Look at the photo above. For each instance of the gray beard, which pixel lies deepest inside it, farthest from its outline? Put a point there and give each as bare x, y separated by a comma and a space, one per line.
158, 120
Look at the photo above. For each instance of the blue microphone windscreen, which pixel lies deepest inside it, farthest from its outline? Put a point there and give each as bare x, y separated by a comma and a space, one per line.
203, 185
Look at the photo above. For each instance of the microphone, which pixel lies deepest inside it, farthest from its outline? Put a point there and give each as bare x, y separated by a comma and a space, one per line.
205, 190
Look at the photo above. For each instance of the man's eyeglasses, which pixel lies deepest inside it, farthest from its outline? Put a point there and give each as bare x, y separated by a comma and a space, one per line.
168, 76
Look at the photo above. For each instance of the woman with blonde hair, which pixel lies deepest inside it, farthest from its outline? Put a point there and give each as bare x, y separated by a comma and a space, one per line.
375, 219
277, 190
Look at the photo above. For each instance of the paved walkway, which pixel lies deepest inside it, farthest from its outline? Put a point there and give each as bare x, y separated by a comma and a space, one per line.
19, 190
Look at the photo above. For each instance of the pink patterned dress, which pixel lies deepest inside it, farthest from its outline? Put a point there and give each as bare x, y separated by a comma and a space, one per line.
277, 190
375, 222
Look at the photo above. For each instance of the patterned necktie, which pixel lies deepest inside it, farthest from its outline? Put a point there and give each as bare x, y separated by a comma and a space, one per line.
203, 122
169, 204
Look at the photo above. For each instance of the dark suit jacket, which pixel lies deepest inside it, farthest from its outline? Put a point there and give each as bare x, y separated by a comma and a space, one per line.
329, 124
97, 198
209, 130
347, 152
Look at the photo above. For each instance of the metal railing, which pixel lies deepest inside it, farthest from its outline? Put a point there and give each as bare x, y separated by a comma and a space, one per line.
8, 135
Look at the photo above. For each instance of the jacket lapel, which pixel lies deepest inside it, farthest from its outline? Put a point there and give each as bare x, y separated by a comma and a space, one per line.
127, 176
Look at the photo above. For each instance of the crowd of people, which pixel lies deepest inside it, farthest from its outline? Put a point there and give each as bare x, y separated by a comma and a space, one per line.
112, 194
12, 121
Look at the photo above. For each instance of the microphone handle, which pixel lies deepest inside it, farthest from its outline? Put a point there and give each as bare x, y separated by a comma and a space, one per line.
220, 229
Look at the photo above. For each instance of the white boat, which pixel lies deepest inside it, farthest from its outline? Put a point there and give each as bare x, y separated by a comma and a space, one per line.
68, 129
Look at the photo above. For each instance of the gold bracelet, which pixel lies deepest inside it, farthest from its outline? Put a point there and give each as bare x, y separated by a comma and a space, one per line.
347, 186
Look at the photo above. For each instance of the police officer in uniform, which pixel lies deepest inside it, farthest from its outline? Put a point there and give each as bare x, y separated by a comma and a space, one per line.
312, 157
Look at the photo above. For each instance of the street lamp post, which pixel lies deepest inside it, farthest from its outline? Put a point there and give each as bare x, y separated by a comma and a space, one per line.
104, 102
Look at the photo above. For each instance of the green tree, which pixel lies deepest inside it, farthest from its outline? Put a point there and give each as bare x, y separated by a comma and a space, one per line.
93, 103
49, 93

* * *

### PROBLEM STATEMENT
Write the material out once more, keeping each line exact.

### RESULT OF THIS EXERCISE
Look at the photo above. For each instance of the gray beard, which pixel lies deepest inside it, farthest from its outline? Put a point there and give each as bare x, y separated by a comma and a space, one per line.
158, 120
Look at the photo above. For each instance of the blue microphone windscreen, which pixel lies deepest inside it, farthest from its outline? Put a point there and give each as bare x, y separated by a comma and a space, one per line.
203, 185
Look at the photo above. For each instance of the microphone, which pixel lies deepest inside it, farthest from its outline? Put a point there and give each as bare x, y separated by a comma and a space, one per line.
205, 190
Look at the photo above. For each instance of the man's eyeglasses, which pixel lies deepest inside it, farthest from its outline? Put a point there and give each as bare x, y separated by a comma and a space, one per line.
168, 76
Look at the photo above. For each instance of the woman with blonde hair, which pixel lies deepest inside it, farthest from its outline? Put a point there and give each as bare x, y separated by a comma and a space, one per line.
375, 219
277, 190
Look at the photo above. For each instance of the paved walkway, which pixel lies deepest inside it, farthest from its outline? Put a point there and give each as bare x, y separated by a comma and a space, one per line.
19, 190
Look at the photo above. For each instance of the pink patterned dress, which pixel lies deepest inside it, farthest from its outline? Put a point there and give each as bare x, y separated by a comma and a space, one per line.
277, 190
375, 222
Look at the photo above. For each instance of the patterned necktie, which pixel lies deepest inside it, farthest from its outline? Put a point there and give each as bare x, y separated by a comma and a space, one per line.
203, 122
169, 204
Look at the photo above. For each instance of the dark suit jacket, which pixel lies deepest inside it, farthest from its outline? Put a point there and give each as bare x, y separated by a comma and a space, one per line.
329, 124
97, 198
209, 130
347, 152
Look at the photo above. For each instance of the metal railing, which pixel lies deepest inside it, farthest from its outline? Put a point there and give each as bare x, y separated by a comma and a space, one per line.
8, 135
Look at the photo above. For each instance of the jacket lapel, which pixel lies deepest inside it, farthest from its outline? Put a point there and give each as bare x, y separated by a comma and a space, one per line.
127, 176
Look at the photo above. For each instance of the crowd of people, which pixel lies deepest inside it, farthest from its outline? Put a point there and give each as bare x, y separated by a comma and a space, one per line.
112, 194
12, 121
Look at the photo above. For each instance of the microphone handle, which pixel lies deepest inside it, farthest from its outline? Put a point there and give each as bare x, y separated by a comma and a space, one per line.
220, 229
Look at the photo above. For each instance of the white boat, which pixel lies deepest inside it, farthest from its outline? Put a point there and give each as bare x, y separated by a comma and a space, one per line.
68, 129
Look at the photo above. For each instance of the gold bracelet, which pixel lies deepest inside it, farthest from its outline? Put a point there and give each as bare x, y separated by a comma and a space, one per line.
347, 186
Look at the photo above. For each instance of the police officer in uniform, which pixel lies deepest inside it, farthest from its outline? Put a point there and give each as bare x, y separated by a comma and a space, one per line.
312, 157
Look at the photo above. For each instance of the street lamp post, which pixel lies deepest inside it, farthest from its outline? Put a point there and give each as bare x, y separated by a comma and a space, one per line.
104, 102
Look at the photo above. For each instance of the green tree, which pixel lies deepest inside it, farthest from its outline? Put a point there and give each as bare x, y separated by a comma and a space, one per line.
93, 103
49, 93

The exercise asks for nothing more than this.